■ **Prompt**
Begin at the line containing "Return one point per instance of the handbag, each" and end at the final line of the entries. Please reproduce those lines exactly.

○ ○ ○ ○ ○

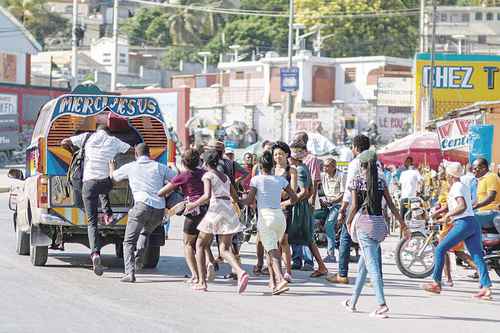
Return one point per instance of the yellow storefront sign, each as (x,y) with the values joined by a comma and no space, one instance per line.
(459,80)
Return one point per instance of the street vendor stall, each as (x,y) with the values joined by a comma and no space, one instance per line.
(423,147)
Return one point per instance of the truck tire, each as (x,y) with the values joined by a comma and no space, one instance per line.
(119,250)
(39,255)
(151,257)
(22,242)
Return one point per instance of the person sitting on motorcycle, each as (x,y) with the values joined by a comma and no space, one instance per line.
(488,193)
(465,228)
(333,184)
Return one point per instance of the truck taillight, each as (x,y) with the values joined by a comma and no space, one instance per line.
(42,190)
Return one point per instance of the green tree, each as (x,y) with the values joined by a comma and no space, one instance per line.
(36,17)
(148,26)
(362,36)
(253,33)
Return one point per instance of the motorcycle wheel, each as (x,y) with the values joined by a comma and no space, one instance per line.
(406,256)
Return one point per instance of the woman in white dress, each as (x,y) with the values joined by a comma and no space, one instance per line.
(220,219)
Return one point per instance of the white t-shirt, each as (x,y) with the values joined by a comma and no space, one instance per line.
(409,180)
(268,190)
(457,190)
(99,150)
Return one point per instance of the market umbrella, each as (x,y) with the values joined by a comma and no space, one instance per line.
(423,147)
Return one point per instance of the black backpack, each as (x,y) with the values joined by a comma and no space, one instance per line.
(75,173)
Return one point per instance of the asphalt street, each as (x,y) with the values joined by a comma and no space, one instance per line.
(65,296)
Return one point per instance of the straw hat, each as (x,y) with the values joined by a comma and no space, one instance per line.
(217,145)
(454,169)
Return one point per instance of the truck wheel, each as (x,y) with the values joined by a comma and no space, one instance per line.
(119,250)
(22,242)
(151,257)
(39,255)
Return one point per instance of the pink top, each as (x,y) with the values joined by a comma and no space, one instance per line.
(314,166)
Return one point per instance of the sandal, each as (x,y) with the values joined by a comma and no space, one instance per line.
(210,273)
(257,271)
(192,280)
(197,287)
(433,288)
(381,312)
(484,294)
(281,288)
(318,273)
(242,283)
(347,305)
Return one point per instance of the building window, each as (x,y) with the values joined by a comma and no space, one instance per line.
(239,75)
(350,75)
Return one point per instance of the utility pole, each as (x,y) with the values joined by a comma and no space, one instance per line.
(74,60)
(431,72)
(114,64)
(205,56)
(289,108)
(422,25)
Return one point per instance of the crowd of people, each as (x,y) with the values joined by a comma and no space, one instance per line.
(284,185)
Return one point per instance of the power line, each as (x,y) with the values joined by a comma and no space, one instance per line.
(244,12)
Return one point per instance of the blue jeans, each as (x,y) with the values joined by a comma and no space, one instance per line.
(468,230)
(330,223)
(344,251)
(369,263)
(485,219)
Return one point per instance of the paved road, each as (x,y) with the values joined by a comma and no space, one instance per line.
(65,296)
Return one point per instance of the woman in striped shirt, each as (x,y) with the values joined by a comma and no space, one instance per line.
(370,229)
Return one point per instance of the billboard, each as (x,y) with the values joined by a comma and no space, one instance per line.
(8,67)
(8,112)
(459,80)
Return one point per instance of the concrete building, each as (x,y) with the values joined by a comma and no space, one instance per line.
(20,99)
(469,30)
(333,93)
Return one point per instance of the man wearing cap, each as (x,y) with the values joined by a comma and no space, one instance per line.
(488,193)
(333,184)
(146,178)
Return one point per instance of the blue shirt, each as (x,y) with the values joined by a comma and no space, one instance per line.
(146,177)
(268,190)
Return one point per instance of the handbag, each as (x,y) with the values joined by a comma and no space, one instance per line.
(353,228)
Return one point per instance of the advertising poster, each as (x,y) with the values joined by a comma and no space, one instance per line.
(459,80)
(454,136)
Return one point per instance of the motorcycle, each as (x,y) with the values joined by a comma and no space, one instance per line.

○ ○ ○ ○ ○

■ **Reply**
Return one point per instance of the handbag, each as (x,y) with the values joined by a comma and no space, one instance per line.
(353,228)
Return one point per instance of the advertising poster, each as (x,y) with the values joined by a comma and no space, one instance per line.
(459,80)
(454,136)
Return one point per instance of the motorcycle, each as (x,y) with the values joined by a comma and no space, one instance per line.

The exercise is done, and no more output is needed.